Since pictures do not belong in the copy, please repeat every record below exactly without them.

========================

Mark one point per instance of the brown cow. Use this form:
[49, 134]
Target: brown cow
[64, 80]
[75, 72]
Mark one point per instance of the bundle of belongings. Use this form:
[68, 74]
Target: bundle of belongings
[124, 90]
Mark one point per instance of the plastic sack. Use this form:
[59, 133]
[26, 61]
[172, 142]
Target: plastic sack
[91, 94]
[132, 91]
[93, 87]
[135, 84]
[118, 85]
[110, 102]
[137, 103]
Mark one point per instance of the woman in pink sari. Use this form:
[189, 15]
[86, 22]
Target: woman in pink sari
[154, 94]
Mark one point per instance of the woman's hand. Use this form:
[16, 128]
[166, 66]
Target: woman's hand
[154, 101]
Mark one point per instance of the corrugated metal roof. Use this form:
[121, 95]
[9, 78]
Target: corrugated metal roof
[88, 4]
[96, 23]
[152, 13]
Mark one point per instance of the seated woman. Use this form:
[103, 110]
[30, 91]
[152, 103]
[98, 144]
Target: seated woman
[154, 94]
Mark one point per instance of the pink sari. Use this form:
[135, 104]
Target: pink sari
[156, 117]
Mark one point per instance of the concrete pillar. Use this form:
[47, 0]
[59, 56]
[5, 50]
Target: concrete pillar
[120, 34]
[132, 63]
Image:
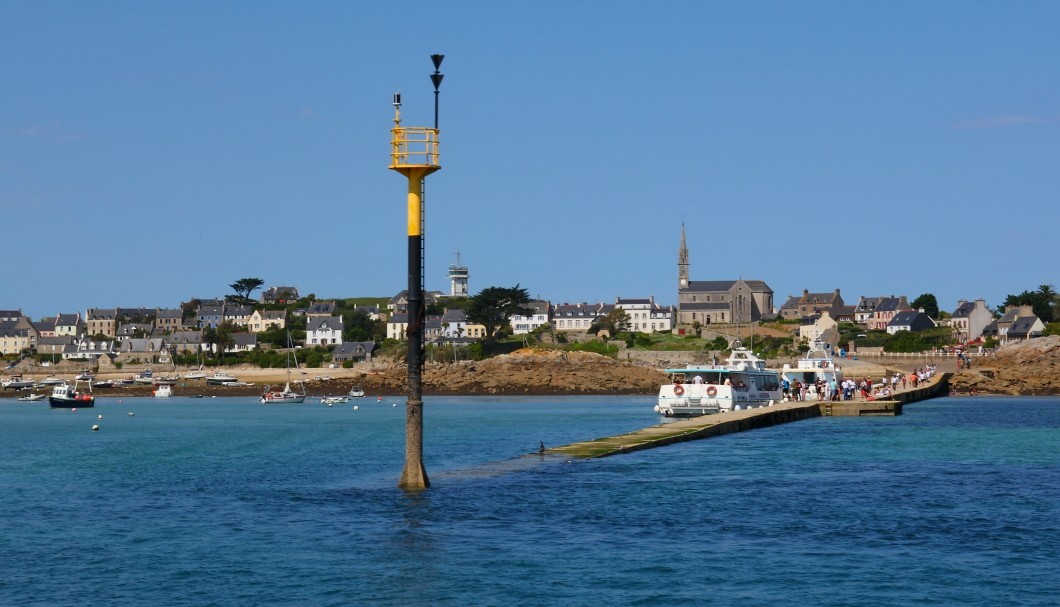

========================

* [OUTPUT FOR THIS TASK]
Mark one point per instance of the brown cow. Use this form:
[49, 134]
Target: brown cow
[64, 80]
[75, 72]
Mark one point per instance of the bundle of belongings. Use this form:
[68, 74]
Target: bundle of belongings
[124, 90]
Mark one point per instance of the plastic sack. Use this form:
[59, 133]
[26, 61]
[172, 142]
Target: plastic sack
[91, 94]
[132, 91]
[93, 87]
[135, 84]
[118, 85]
[110, 102]
[137, 103]
Mark one point per instance of the woman in pink sari. Use this form:
[189, 15]
[86, 22]
Target: woman in pink sari
[154, 94]
Mark one point per instance of the woman's hand. Use this form:
[16, 128]
[166, 66]
Target: woman's hand
[154, 101]
Mark one point per instance of the corrugated metal roof. Use this form:
[121, 95]
[9, 78]
Target: corrugated metal roof
[88, 4]
[96, 23]
[152, 13]
Mark one point per instance of the seated woman. Use this form:
[103, 110]
[30, 91]
[152, 103]
[98, 144]
Target: seated woman
[154, 94]
Mark one point per instance of the pink sari. Use this form:
[135, 104]
Target: pink sari
[156, 117]
Mark one point per instance of the concrete pillar. Use this form:
[47, 0]
[59, 56]
[5, 50]
Target: concrete pillar
[120, 34]
[132, 63]
Image:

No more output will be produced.